### Problem details
Could you write the next part of the article about the Rose State College campus well, picking up after its final sentence?

### Text section
━━━━━━
By: Logan Pierce, editor-in-chief
A grant provided by Northrop Grumman Corp. allowed Rose State College to dig a well on campus during the winter break. The purpose of the well is to help educate environmental science students on issues regarding water resources.
The well is roughly 35 feet deep, with underground water deposits. Unlike surface water, the underground deposits are not susceptible to evaporation, making them a viable commodity during a drought.
Overdrawn at the water bank
However, problems can occur with repeated years of drought. This puts a strain on underground deposits, which are used primarily for agricultural purposes. Without knowledge of how to monitor water levels and resource management, one could find themselves overdrawn at the water bank.
Students can use the well to learn how to calculate flow rates in order to use the well water, while still maintaining it, as opposed to just using it up.
The last straw
“Beneath the cap, there’s a tube that goes down the well’s full length,” Stephen Lynch, physics lab assistant said, “It’s similar to a glass of water with a drinking straw. The water level inside the straw is equal to the outside water level.”
Lynch said that by measuring the water levels, we could determine how long it takes the well to replenish itself between uses.
━━━━━━
Saved entries:
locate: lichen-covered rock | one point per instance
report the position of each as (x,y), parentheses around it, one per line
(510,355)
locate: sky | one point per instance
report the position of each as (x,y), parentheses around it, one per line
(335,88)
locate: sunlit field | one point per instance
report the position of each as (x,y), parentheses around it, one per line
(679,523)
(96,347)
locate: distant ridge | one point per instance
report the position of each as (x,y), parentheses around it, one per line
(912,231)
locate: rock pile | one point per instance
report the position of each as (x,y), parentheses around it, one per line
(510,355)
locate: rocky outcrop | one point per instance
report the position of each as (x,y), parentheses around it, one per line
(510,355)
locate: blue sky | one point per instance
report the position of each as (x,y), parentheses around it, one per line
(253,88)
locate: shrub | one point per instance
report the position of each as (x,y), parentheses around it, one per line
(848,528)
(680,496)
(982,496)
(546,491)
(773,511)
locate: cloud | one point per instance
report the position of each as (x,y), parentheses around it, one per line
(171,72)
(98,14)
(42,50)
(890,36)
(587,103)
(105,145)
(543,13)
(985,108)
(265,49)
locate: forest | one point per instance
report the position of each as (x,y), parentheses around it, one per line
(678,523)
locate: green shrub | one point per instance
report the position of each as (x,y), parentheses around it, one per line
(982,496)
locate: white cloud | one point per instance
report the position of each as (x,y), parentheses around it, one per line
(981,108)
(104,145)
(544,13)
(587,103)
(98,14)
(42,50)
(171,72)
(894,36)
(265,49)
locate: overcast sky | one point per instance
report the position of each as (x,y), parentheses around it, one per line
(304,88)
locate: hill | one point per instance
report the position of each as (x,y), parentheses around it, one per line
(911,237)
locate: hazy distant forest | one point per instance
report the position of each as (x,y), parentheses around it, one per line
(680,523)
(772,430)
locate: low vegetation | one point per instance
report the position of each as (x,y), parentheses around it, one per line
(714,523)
━━━━━━
### Exercise result
When digging the well, a geological instrument gathered core soil samples. Three 10-foot-long segments were collected, and are currently stored in the physics lab. There are plans to construct a display case for the soil samples.
The new well is one of many projects funded by the $15,000 Northrop Grumman Corp. grant provided to the campus. The grant goes to help develop Science, Technology, Engineering and Math (STEM) education.
Other technology funded by the grant includes:
- A Thermal Cycler, which assists in DNA research
- Computational Chemistry Workstations, used in pharmaceutical and health science research
- Bridge and load amplifier sets that stress-test load-bearing structures
- Recertifying and maintaining a 3-D printer used in engineering model building.